__RECORDS SHOWN__.
□ □ □
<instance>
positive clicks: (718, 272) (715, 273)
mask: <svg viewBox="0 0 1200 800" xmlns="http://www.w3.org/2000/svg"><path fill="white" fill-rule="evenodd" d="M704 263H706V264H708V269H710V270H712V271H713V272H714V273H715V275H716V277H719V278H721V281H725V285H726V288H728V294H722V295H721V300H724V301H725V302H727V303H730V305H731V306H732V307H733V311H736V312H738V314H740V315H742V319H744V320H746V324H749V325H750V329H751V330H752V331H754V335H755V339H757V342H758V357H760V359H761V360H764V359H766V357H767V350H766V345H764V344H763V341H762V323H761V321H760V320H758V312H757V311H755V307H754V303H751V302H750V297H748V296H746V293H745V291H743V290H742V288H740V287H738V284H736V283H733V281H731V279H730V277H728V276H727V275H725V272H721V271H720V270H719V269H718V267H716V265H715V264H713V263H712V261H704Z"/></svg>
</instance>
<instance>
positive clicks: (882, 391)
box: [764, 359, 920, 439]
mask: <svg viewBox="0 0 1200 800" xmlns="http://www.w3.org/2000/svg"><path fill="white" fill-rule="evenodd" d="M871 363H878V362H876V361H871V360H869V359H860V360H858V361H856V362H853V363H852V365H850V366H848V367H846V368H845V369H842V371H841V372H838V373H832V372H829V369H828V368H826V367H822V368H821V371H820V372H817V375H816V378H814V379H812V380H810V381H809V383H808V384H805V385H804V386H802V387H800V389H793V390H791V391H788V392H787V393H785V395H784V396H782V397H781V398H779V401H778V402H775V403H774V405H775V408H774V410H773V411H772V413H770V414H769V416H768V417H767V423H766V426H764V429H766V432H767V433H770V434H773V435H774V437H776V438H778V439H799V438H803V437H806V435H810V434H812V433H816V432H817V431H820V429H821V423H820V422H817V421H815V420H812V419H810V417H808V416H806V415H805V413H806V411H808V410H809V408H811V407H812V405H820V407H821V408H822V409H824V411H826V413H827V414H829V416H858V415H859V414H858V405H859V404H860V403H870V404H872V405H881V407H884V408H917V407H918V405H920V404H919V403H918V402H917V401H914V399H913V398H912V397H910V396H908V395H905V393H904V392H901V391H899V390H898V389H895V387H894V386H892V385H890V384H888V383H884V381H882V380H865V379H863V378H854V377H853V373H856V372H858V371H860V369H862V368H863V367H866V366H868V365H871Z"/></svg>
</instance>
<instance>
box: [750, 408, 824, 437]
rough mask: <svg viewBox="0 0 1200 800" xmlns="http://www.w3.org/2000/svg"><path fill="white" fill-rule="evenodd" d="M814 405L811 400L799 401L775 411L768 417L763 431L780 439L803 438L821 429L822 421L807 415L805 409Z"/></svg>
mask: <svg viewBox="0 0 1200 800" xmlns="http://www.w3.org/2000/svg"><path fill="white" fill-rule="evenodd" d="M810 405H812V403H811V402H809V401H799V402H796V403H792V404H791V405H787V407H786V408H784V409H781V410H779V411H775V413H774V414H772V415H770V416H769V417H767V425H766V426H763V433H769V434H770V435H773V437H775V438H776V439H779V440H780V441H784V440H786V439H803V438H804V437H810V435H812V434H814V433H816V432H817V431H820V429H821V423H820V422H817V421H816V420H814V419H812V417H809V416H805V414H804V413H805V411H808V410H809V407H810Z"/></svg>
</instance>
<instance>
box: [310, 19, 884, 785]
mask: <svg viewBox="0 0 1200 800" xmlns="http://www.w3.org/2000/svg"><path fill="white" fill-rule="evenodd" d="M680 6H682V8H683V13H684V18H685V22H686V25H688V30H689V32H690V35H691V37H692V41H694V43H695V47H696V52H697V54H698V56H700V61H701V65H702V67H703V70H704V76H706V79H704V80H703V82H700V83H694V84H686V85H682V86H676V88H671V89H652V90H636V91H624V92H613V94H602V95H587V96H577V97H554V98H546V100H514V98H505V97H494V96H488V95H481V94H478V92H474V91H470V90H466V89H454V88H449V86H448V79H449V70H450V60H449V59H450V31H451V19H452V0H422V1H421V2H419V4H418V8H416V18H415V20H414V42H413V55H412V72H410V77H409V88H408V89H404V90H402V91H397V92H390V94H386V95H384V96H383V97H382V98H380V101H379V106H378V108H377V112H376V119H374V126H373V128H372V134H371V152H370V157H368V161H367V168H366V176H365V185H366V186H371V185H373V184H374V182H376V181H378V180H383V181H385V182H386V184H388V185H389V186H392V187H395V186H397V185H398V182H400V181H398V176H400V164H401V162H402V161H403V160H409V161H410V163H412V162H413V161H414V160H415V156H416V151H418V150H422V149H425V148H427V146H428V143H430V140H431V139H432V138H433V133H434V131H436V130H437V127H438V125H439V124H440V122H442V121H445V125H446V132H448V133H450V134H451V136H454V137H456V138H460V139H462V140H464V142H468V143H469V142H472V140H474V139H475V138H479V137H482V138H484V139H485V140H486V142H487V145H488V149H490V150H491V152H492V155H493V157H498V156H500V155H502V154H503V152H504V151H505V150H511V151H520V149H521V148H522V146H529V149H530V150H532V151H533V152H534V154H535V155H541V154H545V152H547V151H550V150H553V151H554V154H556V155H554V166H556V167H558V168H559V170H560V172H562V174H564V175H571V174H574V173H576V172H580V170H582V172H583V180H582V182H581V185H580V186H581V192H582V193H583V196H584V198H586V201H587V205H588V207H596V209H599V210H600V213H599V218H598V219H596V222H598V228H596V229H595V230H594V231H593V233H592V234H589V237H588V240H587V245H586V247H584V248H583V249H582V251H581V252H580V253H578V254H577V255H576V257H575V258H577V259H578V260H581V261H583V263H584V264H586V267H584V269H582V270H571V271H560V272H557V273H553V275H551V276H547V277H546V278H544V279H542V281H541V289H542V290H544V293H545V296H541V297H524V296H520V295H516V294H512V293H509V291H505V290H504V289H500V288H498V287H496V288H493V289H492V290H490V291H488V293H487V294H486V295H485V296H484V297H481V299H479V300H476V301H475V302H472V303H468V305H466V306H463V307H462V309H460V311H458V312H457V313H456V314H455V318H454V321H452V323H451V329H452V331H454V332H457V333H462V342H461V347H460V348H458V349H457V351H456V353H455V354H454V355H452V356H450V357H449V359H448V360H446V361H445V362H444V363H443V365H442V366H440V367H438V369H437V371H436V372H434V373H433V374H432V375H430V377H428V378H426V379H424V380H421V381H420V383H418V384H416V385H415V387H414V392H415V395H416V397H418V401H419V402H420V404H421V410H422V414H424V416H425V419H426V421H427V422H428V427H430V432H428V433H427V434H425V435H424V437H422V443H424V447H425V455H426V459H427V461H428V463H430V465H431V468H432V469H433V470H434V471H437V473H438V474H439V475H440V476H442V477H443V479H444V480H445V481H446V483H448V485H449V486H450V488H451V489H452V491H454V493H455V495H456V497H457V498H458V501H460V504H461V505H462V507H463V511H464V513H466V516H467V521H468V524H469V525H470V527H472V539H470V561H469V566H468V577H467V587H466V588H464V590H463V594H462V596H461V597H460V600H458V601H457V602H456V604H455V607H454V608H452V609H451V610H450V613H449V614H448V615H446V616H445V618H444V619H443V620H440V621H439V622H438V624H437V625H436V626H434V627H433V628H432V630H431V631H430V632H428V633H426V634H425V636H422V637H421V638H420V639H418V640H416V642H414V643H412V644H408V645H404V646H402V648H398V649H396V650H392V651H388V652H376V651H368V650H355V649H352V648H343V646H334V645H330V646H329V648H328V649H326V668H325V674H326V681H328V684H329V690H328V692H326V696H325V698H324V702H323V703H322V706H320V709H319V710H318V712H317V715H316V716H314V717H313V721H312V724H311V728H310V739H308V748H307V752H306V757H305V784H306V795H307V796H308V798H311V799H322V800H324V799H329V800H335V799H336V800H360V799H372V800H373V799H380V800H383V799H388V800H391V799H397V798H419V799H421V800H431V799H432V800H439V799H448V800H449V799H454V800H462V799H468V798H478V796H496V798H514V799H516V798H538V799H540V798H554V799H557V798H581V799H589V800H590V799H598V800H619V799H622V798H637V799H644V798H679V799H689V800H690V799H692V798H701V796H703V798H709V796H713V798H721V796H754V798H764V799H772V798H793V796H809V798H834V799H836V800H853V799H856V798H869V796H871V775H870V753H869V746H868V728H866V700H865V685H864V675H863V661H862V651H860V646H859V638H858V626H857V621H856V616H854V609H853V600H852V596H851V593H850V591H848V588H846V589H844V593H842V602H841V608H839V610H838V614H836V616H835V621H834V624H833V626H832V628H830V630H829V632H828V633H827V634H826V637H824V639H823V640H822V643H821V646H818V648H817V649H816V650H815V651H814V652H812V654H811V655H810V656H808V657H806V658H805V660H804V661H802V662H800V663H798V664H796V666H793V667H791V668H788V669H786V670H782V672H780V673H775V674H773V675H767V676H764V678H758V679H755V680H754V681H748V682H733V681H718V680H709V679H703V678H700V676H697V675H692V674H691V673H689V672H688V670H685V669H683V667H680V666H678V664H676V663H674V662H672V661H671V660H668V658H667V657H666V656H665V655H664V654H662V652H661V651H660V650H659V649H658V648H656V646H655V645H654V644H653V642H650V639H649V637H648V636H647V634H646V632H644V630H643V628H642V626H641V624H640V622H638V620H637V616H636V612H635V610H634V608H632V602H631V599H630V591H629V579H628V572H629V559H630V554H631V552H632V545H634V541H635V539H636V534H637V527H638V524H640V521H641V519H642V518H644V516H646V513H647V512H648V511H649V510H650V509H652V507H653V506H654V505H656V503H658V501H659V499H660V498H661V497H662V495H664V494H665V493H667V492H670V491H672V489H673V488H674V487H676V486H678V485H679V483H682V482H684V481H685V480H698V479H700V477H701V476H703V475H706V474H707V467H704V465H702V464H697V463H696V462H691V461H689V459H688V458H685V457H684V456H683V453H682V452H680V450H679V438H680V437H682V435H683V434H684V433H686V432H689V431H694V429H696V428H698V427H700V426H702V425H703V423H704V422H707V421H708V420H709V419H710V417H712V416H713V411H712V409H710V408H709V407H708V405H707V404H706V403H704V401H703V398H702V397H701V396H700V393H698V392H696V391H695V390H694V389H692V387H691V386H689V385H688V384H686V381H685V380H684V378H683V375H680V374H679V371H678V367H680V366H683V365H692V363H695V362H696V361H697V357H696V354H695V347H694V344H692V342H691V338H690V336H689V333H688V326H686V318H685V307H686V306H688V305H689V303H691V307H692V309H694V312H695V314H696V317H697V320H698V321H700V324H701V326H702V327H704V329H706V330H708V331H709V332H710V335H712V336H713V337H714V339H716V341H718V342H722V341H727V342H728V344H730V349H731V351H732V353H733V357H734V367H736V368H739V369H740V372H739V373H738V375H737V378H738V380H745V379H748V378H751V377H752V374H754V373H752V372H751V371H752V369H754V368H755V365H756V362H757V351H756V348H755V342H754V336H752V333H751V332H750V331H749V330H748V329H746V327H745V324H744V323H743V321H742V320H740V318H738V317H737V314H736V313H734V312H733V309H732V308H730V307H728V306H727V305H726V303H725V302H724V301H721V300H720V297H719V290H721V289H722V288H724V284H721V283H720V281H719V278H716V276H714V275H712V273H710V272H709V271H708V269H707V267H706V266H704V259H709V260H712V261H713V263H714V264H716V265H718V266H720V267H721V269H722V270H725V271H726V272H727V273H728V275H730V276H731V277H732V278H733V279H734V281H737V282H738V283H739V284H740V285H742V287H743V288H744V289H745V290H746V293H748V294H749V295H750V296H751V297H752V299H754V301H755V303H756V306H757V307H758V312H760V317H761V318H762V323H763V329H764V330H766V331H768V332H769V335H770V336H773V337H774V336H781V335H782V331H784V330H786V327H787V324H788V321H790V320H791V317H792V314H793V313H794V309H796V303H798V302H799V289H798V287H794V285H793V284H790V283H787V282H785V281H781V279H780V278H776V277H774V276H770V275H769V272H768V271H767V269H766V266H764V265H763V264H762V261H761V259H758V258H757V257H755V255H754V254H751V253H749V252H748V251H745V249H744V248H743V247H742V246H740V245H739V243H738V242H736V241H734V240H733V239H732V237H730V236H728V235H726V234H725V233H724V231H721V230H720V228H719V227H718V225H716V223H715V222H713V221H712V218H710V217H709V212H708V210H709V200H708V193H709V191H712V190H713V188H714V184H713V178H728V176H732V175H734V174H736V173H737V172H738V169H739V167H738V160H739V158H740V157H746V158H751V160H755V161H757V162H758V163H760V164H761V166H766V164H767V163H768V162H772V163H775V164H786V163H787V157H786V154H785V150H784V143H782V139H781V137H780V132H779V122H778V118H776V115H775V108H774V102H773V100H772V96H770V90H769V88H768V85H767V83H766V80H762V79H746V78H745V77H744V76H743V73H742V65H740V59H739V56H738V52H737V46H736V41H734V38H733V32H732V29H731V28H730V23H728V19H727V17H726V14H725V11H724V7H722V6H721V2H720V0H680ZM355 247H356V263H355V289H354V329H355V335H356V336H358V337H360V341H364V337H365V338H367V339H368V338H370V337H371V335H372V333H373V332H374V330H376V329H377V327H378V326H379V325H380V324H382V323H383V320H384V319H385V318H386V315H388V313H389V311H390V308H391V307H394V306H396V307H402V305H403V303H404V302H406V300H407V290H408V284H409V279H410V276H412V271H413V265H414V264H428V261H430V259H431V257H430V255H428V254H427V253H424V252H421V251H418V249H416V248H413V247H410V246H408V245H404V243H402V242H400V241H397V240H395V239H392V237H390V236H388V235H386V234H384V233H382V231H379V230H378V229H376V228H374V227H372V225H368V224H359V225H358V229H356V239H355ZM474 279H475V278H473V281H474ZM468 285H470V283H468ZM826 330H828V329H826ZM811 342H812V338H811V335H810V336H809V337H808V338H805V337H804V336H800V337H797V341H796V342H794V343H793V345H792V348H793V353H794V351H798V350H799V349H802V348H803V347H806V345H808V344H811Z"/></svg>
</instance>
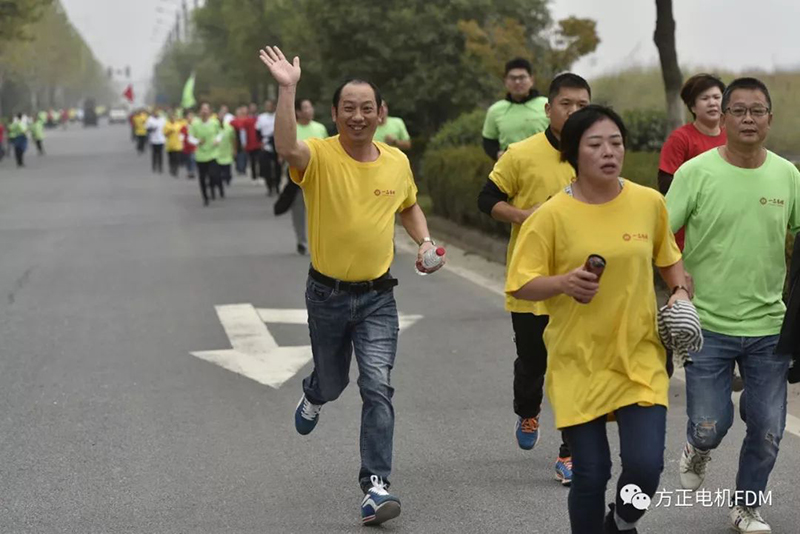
□ □ □
__TASK TO CARRY OUT__. Show each line of the listing that holds the string "clicks".

__ANSWER BOX__.
positive clicks: (718, 272) (715, 273)
positive clicks: (882, 391)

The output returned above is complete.